SÉRIE D'EXERCICES:
A. Répondez brièvement aux questions suivantes sur le passage choisi :
(i) Selon le passage choisi, qu'est-ce qui permet que la situation devienne consciente ?
(ii) Quel ouvrage de Marx y est cité ?
(iii) Dans quelles formes sociales les formes de domination apparaissent-elles comme « ressorts immédiats du processus de production » ?
B. Transcrivez fidèlement le passage choisi, depuis « En même temps, cependant, la » jusqu'à « leur situation sociale. » inclusivement.

PASSAGE CHOISI:
******************************
En même temps, cependant, la scission qui naît, précisément ici, dans l’homme s’objectivant comme marchandise, entre objectivité et subjectivité, permet que cette situation devienne consciente. Dans les formes sociales antérieures et plus ‘naturelles’, le travail est déterminé « immédiatement comme fonction d’un membre de l’organisme social » (Marx Contribution à la critique de l’économie politique); dans l’esclavage et le servage, les formes de domination apparaissent comme « ressorts immédiats du processus de production », ce qui interdit aux travailleurs, enfoncés avec la totalité indivisée de leur personnalité, dans de tels ensembles de parvenir à la conscience de leur situation sociale.
******************************
EXTRAITS DE DONNÉES:

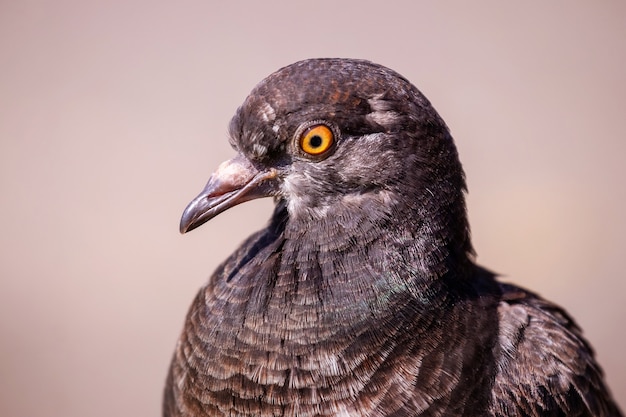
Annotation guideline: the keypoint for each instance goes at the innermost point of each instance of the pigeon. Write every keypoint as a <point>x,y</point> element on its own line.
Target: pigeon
******************************
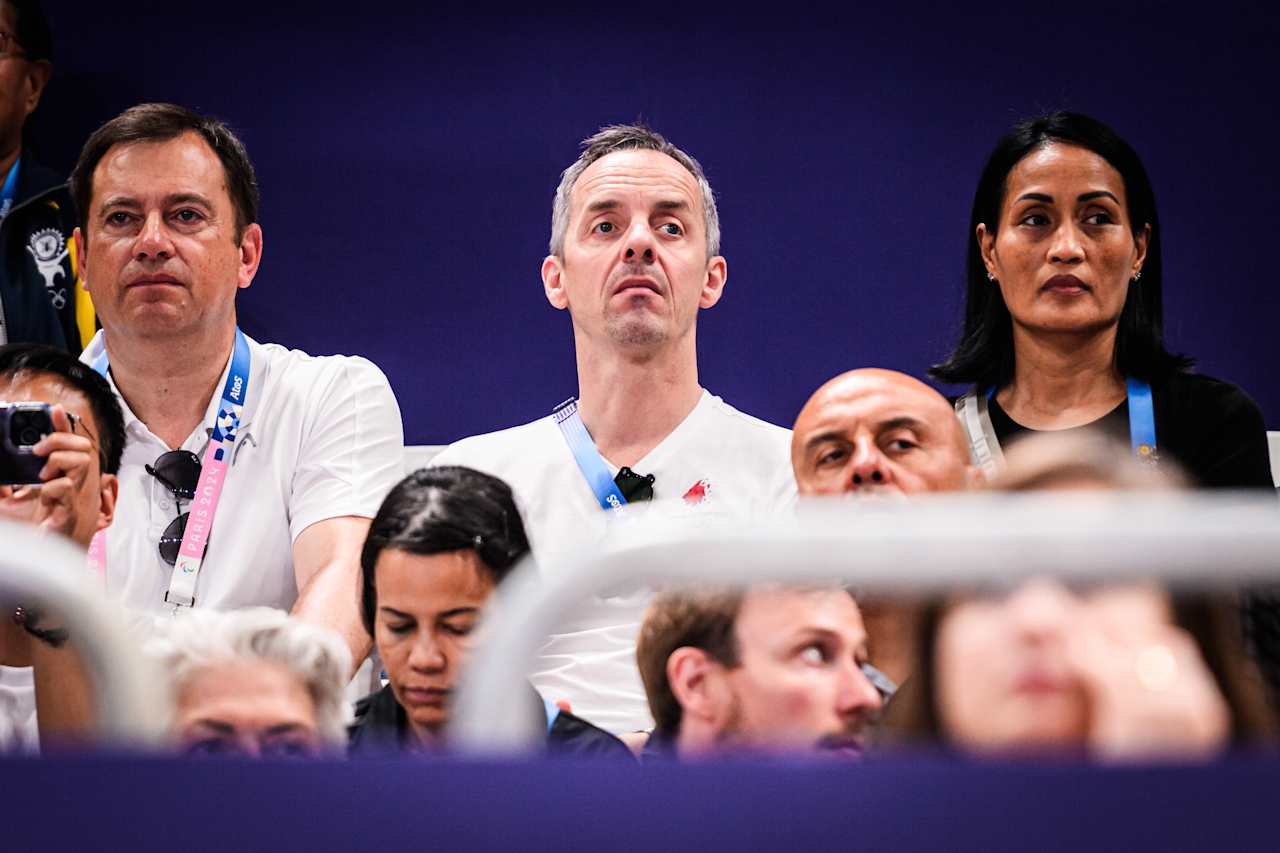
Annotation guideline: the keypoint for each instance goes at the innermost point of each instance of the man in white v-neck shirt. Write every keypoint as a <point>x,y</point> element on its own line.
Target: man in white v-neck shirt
******************************
CORRIGÉ DES EXERCICES:
A.
(i) La scission entre objectivité et subjectivité qui naît dans l'homme s'objectivant comme marchandise.
(ii) Contribution à la critique de l'économie politique.
(iii) Dans l'esclavage et le servage.

B.
En même temps, cependant, la scission qui naît, précisément ici, dans l’homme s’objectivant comme marchandise, entre objectivité et subjectivité, permet que cette situation devienne consciente. Dans les formes sociales antérieures et plus ‘naturelles’, le travail est déterminé « immédiatement comme fonction d’un membre de l’organisme social » (Marx Contribution à la critique de l’économie politique); dans l’esclavage et le servage, les formes de domination apparaissent comme « ressorts immédiats du processus de production », ce qui interdit aux travailleurs, enfoncés avec la totalité indivisée de leur personnalité, dans de tels ensembles de parvenir à la conscience de leur situation sociale.